> _What is required_: Write out every line of the material below again, swapping "Run detection" for "Perform detection" each place it occurs and changing nothing else.

Rows from a dataset for labeling boxes
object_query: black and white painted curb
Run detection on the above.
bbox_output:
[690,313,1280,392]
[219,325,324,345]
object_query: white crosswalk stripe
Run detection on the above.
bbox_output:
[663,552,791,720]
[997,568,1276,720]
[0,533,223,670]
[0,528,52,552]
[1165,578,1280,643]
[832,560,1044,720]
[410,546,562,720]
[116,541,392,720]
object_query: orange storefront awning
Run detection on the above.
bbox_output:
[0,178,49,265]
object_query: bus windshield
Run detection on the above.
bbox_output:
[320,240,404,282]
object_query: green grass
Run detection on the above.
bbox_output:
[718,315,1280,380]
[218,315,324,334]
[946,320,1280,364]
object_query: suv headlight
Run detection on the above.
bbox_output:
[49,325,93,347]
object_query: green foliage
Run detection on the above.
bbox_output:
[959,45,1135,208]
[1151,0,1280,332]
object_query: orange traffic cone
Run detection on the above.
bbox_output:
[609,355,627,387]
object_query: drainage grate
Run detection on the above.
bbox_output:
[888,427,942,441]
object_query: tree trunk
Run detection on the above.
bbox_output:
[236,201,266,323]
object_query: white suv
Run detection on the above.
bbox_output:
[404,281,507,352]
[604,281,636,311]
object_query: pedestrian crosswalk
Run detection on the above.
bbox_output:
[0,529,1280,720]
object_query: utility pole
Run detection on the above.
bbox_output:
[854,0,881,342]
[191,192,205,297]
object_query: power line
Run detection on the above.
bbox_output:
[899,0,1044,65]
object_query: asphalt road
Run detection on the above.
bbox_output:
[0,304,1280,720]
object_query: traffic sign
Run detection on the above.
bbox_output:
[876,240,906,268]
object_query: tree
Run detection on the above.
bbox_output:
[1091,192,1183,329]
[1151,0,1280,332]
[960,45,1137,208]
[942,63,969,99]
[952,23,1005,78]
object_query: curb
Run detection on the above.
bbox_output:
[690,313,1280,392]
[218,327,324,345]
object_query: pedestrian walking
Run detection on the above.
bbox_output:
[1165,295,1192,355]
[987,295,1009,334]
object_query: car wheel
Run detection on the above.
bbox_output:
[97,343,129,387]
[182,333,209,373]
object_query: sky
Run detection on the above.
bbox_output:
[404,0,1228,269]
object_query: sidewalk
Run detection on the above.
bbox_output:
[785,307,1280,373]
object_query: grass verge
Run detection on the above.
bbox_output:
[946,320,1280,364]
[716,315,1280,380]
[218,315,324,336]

> _In response_:
object_query: black and white painted curb
Perform detection on the above.
bbox_output:
[690,313,1280,392]
[219,325,324,345]
object_query: white crosswalk stripe
Perform detection on the above.
bbox_output:
[663,552,791,720]
[997,568,1276,720]
[0,533,223,670]
[0,528,52,552]
[1165,578,1280,643]
[832,560,1044,720]
[410,546,562,720]
[116,541,392,720]
object_query: orange storefront awning
Perform detection on the above.
bbox_output:
[0,178,49,265]
object_query: bus windshield
Perform detection on the above.
bbox_output:
[320,240,404,282]
object_query: green grass
Perform detection on the above.
bbox_output:
[718,315,1280,380]
[218,315,324,334]
[946,320,1280,364]
object_query: suv headlight
Perform detection on the above.
bbox_output:
[49,325,93,347]
object_query: green foliage
Perform detection on the above.
bbox_output:
[959,45,1135,208]
[1151,0,1280,332]
object_query: orange traffic cone
Perform detection on the above.
bbox_output:
[609,355,627,387]
object_query: drainage grate
Perform detection on the above.
bbox_output:
[888,427,942,441]
object_query: tree trunk
Perform detection on the above.
bbox_output:
[236,201,266,323]
object_query: white suv
Perform detection on the above.
bbox_output:
[404,281,507,352]
[604,281,636,311]
object_query: pedestrian crosswalk
Perform detection on the above.
bbox_output:
[0,529,1280,720]
object_query: utility pole
Perform detection on the above.
bbox_output:
[854,0,881,342]
[191,192,205,297]
object_query: power line
Perform detection on the above.
bbox_output:
[899,0,1044,65]
object_query: asphalt road
Perform detection on the above.
bbox_output:
[0,304,1280,720]
object_query: traffic sign
Perform detection on the above.
bbox_output:
[876,240,906,268]
object_query: tree
Perform detection on the above.
bbox_output:
[1091,192,1183,329]
[1151,0,1280,332]
[960,45,1137,208]
[942,63,969,99]
[952,23,1005,78]
object_query: curb
Perform detection on the above.
bbox_output:
[690,313,1280,392]
[218,327,324,345]
object_query: pedestrian walking
Perform detection on the above.
bbox_output:
[1165,295,1192,355]
[987,295,1009,334]
object_query: car wheel
Perform detection on the above.
bbox_output:
[97,343,129,387]
[182,333,209,373]
object_query: sky
Perform detection on the above.
bbox_output:
[404,0,1228,269]
object_query: sidewalk
Perform detection on the above.
bbox_output:
[785,307,1280,373]
object_query: grass verge
Perform detection on the above.
bbox_output:
[946,320,1280,364]
[716,315,1280,380]
[218,315,324,336]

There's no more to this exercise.